* **Exercise goal**: All entries are to be given again verbatim.

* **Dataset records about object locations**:
:::::

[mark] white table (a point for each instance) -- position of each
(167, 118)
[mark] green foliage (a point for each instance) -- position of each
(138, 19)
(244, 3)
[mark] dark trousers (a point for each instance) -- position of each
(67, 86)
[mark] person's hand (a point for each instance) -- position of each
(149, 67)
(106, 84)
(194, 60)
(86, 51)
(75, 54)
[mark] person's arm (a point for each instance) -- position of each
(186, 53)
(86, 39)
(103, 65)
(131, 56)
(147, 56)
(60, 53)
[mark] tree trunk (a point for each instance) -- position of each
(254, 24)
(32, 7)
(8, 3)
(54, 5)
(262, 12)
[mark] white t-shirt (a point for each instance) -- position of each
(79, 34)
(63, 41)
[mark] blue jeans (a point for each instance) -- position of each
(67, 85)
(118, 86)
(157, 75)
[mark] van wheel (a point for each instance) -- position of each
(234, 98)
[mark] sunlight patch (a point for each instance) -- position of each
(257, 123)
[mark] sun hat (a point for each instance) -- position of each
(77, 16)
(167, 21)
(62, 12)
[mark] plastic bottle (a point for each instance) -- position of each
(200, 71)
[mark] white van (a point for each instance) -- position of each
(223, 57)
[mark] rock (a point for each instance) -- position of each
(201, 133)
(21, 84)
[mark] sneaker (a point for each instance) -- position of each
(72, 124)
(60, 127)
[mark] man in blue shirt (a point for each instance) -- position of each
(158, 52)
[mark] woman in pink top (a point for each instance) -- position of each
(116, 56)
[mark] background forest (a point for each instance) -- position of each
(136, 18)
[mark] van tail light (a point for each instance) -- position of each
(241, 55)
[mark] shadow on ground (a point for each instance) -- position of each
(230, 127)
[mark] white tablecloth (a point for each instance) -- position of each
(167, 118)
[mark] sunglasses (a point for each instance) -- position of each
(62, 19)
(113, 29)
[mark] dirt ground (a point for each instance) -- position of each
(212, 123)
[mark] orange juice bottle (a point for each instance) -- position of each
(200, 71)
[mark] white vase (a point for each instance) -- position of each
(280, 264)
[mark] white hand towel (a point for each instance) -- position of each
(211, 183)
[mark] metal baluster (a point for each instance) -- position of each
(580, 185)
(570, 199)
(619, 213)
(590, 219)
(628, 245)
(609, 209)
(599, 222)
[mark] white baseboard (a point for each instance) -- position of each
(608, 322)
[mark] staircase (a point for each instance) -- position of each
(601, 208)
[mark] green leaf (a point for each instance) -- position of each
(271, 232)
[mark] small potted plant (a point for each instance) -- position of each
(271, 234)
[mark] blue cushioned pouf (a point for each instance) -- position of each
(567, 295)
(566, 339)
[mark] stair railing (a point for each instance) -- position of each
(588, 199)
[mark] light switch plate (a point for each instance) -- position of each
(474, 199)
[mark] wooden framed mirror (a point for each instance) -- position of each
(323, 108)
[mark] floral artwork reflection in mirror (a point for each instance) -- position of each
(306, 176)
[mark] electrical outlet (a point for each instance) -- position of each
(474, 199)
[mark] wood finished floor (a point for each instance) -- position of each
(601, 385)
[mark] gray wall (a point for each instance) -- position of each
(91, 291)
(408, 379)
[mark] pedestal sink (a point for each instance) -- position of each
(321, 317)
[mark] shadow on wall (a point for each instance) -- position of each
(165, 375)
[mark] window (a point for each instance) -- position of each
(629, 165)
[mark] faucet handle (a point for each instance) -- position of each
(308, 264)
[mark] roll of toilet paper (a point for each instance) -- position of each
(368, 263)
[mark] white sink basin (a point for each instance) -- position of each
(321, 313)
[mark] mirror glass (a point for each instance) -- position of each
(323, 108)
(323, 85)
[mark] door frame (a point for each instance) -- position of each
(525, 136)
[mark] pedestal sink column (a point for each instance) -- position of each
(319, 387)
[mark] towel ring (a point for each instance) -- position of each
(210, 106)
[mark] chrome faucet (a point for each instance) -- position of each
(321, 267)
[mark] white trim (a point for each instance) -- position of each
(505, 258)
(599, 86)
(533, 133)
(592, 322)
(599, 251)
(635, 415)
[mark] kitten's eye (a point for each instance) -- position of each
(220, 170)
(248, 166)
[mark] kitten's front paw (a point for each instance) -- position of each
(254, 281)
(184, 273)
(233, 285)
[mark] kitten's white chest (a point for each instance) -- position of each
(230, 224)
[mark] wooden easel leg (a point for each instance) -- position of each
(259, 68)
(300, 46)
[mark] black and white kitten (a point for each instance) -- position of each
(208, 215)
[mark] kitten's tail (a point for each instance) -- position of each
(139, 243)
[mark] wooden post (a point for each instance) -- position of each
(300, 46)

:::::

* **Solution for this task**:
[mark] white table (a point for each instance) -- position of each
(167, 118)
[mark] green foliage (a point for each instance) -- position of each
(138, 19)
(244, 3)
[mark] dark trousers (a point for each instance) -- position of each
(67, 86)
[mark] person's hand (a point for each instance) -- position of each
(149, 67)
(106, 84)
(194, 60)
(86, 51)
(75, 54)
[mark] person's arm (a point for each instance) -- position of each
(186, 53)
(86, 39)
(103, 65)
(131, 56)
(147, 56)
(60, 53)
[mark] tree trunk (a point for each instance) -- position of each
(254, 24)
(32, 7)
(8, 3)
(54, 5)
(262, 12)
[mark] white t-shirt (a point for each instance) -- position of each
(79, 34)
(63, 41)
[mark] blue jeans (a point for each instance) -- position of each
(67, 85)
(118, 86)
(157, 75)
[mark] van wheel (a point for each instance) -- position of each
(234, 98)
[mark] sunlight patch (a point for each instance) -- position of each
(257, 123)
[mark] sun hat (a point for each instance) -- position of each
(77, 16)
(167, 21)
(62, 12)
[mark] plastic bottle (a point for each instance) -- position of each
(200, 71)
[mark] white van (a point for each instance) -- position of each
(223, 57)
[mark] rock (a point for each instance) -- position of each
(201, 133)
(21, 84)
[mark] sneaker (a point for each instance) -- position of each
(72, 124)
(60, 127)
[mark] man in blue shirt (a point for each instance) -- position of each
(158, 52)
[mark] woman in pink top (a point for each instance) -- position of each
(116, 56)
[mark] background forest (a point for each instance) -- position of each
(136, 18)
[mark] van tail light (a point for each instance) -- position of each
(241, 55)
[mark] shadow on ground (a point for each instance) -- position of each
(230, 127)
[mark] white tablecloth (a point for each instance) -- position of each
(167, 118)
[mark] sunglasses (a point for each instance) -- position of each
(62, 19)
(113, 29)
[mark] dirt ground (a point for each instance) -- position of each
(212, 123)
[mark] orange juice bottle (a point for each instance) -- position of each
(200, 71)
[mark] white vase (a point for each instance) -- position of each
(280, 264)
[mark] white hand towel (a point for each instance) -- position of each
(211, 183)
[mark] metal baluster (a point for each instance) -- position of each
(580, 185)
(570, 199)
(619, 213)
(590, 219)
(628, 245)
(609, 209)
(599, 222)
[mark] white baseboard (a point for each instance) -- position of each
(608, 322)
[mark] staircase (a point for each instance) -- position of each
(601, 208)
[mark] green leaf (a point for each instance) -- position of each
(271, 232)
[mark] small potted plant (a point for each instance) -- position of each
(271, 234)
[mark] blue cushioned pouf (a point for each instance) -- position of each
(567, 295)
(566, 339)
[mark] stair railing (a point for each instance) -- position of each
(588, 199)
[mark] light switch plate (a point for each instance) -- position of each
(474, 199)
[mark] wooden framed mirror (a point for each instance) -- position of each
(323, 108)
[mark] floral artwork reflection in mirror (a point for each instance) -- position of each
(306, 176)
[mark] electrical outlet (a point for each instance) -- position of each
(474, 199)
[mark] wood finished floor (a point for each instance) -- position of each
(601, 385)
[mark] gray wall (a point for each instance) -- position of each
(91, 291)
(408, 379)
[mark] pedestal sink (a point for each instance) -- position of each
(321, 317)
[mark] shadow on wall (a point for each instance) -- position of each
(165, 375)
[mark] window (a point for each instance) -- position of each
(629, 165)
[mark] faucet handle (a point for each instance) -- position of each
(308, 264)
[mark] roll of toilet paper (a point for each instance) -- position of each
(368, 263)
[mark] white sink basin (a point for each instance) -- position of each
(321, 313)
[mark] mirror glass (a point for each instance) -- position of each
(323, 108)
(323, 85)
[mark] door frame (a point for each instance) -- position of each
(525, 136)
[mark] pedestal sink column (a point for each instance) -- position of each
(319, 387)
[mark] towel ring (a point for each instance) -- position of each
(210, 106)
[mark] chrome faucet (a point for each instance) -- position of each
(321, 267)
[mark] white trim (a point for each instance) -- position of each
(505, 258)
(599, 86)
(533, 133)
(592, 322)
(599, 251)
(635, 415)
[mark] kitten's eye (a point for each instance) -- position of each
(220, 170)
(248, 166)
[mark] kitten's front paw (a point for each instance) -- position of each
(254, 281)
(184, 273)
(233, 285)
[mark] kitten's white chest (a point for each instance) -- position of each
(230, 224)
[mark] wooden easel leg (a point for each instance) -- position of each
(259, 68)
(300, 46)
[mark] black and white kitten (a point for each instance) -- position of each
(208, 215)
[mark] kitten's tail (a point for each instance) -- position of each
(139, 243)
[mark] wooden post (a point for each instance) -- position of each
(300, 46)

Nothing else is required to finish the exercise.